- _Testo selezionato_
::::::::::

La moda, una volta era sinonimo di eleganza e di lusso. Con il passare degli anni, abbiamo assistito ad un cambiamento radicale delle presentazioni delle sfilate e dell’abbigliamento proposto, troppo lontano dalle necessità che la quotidianità ci impone. Anche dal punto di vista della bellezza, si è cercato di andare ad incontro a canoni ben diversi e spesso “preoccupanti”. Modelli con magrezza eccessiva, talvolta, sono stati (giustamente) criticati e meno idealizzati. Abbiamo intervistato il modello John D’Ambrosio, per curiosare nell’ambito della moda e sfatare qualche mito sul mondo dorato che circonda questa professione.
John, com’è nata la passione per la moda?
“La mia passione è nata quando ero ancora bambino. Vivevo in un paesino sulla costa laziale, Sperlonga e si sa, la mentalità dei paesi è molto chiusa, ristretta, ma io ho sempre cercato di distinguermi dalla “massa”, dai miei coetanei, dai compagni di classe. Terminate le medie, i miei genitori mi iscrissero al Centro Tecnico Nautico, ma non era la mia strada e venni bocciato. Non pensai che quello fosse stato un fallimento, bensì un’opportunità per prendere in mano la mia vita e plasmarla in base alla mia indole così, iniziai finalmente ad inseguire le mie passioni e attitudini, iscrivendomi all’Accademia Cinematografica di Roma. Nel secondo anno, uno stilista ed agente di moda molto famoso, mi notò ed iniziai così, il mio lavoro come modello.
Non mi sono mai accontentato degli obiettivi che raggiungevo a scuola, i limiti che la società imponeva, erano degli ostacoli da abbattere; dovevo improntare la mia vita attorno alle mie scelte e non permettere alle decisioni di altri, di cancellare i miei sogni. Questo non significa che avessi un carattere forte, ma che non volessi nella mia esistenza la mediocrità. Per cui, con tutte le paure e le insicurezze di un ragazzo, ho tentato di avvicinarmi al mondo della moda. Quando sfilavo, la mia sicurezza e determinazione crescevano di pari passo e i primi timori hanno lasciato spazio al dominio della passerella. Per me è sempre stato fondamentale trasmettere emozioni nel posare, come un riversare i miei stati d’animo e trasmetterli anche in un servizio fotografico”.

::::::::::

- _Dati di origine_
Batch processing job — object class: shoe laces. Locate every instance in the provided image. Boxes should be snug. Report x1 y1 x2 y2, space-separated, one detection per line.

::::::::::

- _Consegna 1_
Restituisci senza alcuna modifica il passo dell'intervista che va da "John, com’è nata" a "lavoro come modello.".
- _Consegna 2_
Scrivi il seguito dell'intervista al modello John D'Ambrosio, partendo subito dopo l'ultima frase riportata.
Per questo esercizio i dati non servono.

- _Risposta finale 1_
John, com’è nata la passione per la moda?
“La mia passione è nata quando ero ancora bambino. Vivevo in un paesino sulla costa laziale, Sperlonga e si sa, la mentalità dei paesi è molto chiusa, ristretta, ma io ho sempre cercato di distinguermi dalla “massa”, dai miei coetanei, dai compagni di classe. Terminate le medie, i miei genitori mi iscrissero al Centro Tecnico Nautico, ma non era la mia strada e venni bocciato. Non pensai che quello fosse stato un fallimento, bensì un’opportunità per prendere in mano la mia vita e plasmarla in base alla mia indole così, iniziai finalmente ad inseguire le mie passioni e attitudini, iscrivendomi all’Accademia Cinematografica di Roma. Nel secondo anno, uno stilista ed agente di moda molto famoso, mi notò ed iniziai così, il mio lavoro come modello.

- _Risposta finale 2_
Non è tutto oro quel che brilla, però. Ci sono sacrifici e rinunce per questo lavoro?
“Sì, la mia professione non è come lavori che si fanno nel quotidiano. Dal punto di vista estetico, bisogna rispettare determinati standard come la taglia, ne conseguono le regole rigide da seguire e le ristrettezze alimentari, essere pronti a cambiare continuamente il proprio look; dai capelli all’aspetto fisico, da ciò che viene richiesto in un determinato periodo. Ovviamente, il lavoro di modello si basa sull’aspetto fisico per cui, condurre uno stile di vita salutare con tanto allenamento cardio e cibo salutare, sono le basi di tutto. Sicuramente, per raggiungere dei buoni livelli, non si possono seguire persone improvvisate, ma affidarsi a dei professionisti che possano fornire dei risultati senza incorrere in disturbi alimentari, ad esempio. Io, devo molto a tre persone; Daniela De Carmine (la mia consulente e manager), Silvio Palazzo, Francesco Pannone e Renzo Sotis che grazie alla propria esperienza, serietà e bravura, mi hanno aiutato ad ottenere dei grandi risultati a livello fisico, senza ricorrere all’uso di sostanze non opportune. In sintesi, devo prendermi costantemente cura del mio aspetto perché è il mio pass per l’ambito professionale che ho deciso di intraprendere”.
John, quali sono i tuoi sogni e i prossimi progetti lavorativi?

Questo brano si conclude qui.